__Work order__: Restate word for word the lines that run from the one containing "Check that one keypoint sits on every instance of the rolled" to the last line of the data, both ends included.

__Material shown__:
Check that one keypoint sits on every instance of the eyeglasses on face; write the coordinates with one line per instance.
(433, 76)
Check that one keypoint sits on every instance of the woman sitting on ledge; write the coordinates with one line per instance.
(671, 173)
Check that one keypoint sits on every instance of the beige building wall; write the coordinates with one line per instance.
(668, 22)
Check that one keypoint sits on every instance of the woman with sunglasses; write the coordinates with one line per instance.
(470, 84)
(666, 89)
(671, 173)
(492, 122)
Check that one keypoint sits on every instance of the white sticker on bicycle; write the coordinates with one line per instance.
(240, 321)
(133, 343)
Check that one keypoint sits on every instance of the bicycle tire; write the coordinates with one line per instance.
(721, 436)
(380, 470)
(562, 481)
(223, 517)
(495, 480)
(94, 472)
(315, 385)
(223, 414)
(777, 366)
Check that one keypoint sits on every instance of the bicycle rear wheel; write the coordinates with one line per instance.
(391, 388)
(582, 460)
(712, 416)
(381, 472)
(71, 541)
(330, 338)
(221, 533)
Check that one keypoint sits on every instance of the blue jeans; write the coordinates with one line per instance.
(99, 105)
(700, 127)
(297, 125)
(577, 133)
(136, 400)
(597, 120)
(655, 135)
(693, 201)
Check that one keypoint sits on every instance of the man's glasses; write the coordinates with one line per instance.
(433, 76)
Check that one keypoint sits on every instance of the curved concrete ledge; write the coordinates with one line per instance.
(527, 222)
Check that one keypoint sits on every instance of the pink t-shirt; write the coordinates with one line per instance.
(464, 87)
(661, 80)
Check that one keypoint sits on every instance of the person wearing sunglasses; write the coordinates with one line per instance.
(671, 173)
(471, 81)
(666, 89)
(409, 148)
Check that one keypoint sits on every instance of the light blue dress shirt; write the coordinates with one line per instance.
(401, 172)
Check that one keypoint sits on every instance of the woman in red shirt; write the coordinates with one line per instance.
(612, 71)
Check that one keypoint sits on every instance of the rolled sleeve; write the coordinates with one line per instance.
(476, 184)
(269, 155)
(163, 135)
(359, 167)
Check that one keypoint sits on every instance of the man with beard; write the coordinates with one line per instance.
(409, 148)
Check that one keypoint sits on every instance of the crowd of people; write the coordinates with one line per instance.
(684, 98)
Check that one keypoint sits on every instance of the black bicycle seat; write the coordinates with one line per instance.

__Task solution__:
Check that one keypoint sits on every instance of the rolled sleeve; write the coordinates with one line per instance.
(476, 184)
(269, 155)
(163, 135)
(359, 167)
Check that one keypoint sits on every instance of the man with beard; write the coordinates with one line per instance.
(409, 148)
Check that one keypoint sits on every instance of the crowd of people; write the coordinates with one line per instance.
(684, 98)
Check that one keypoint sits on every instance of the black bicycle seat; write the coordinates with one line per instance.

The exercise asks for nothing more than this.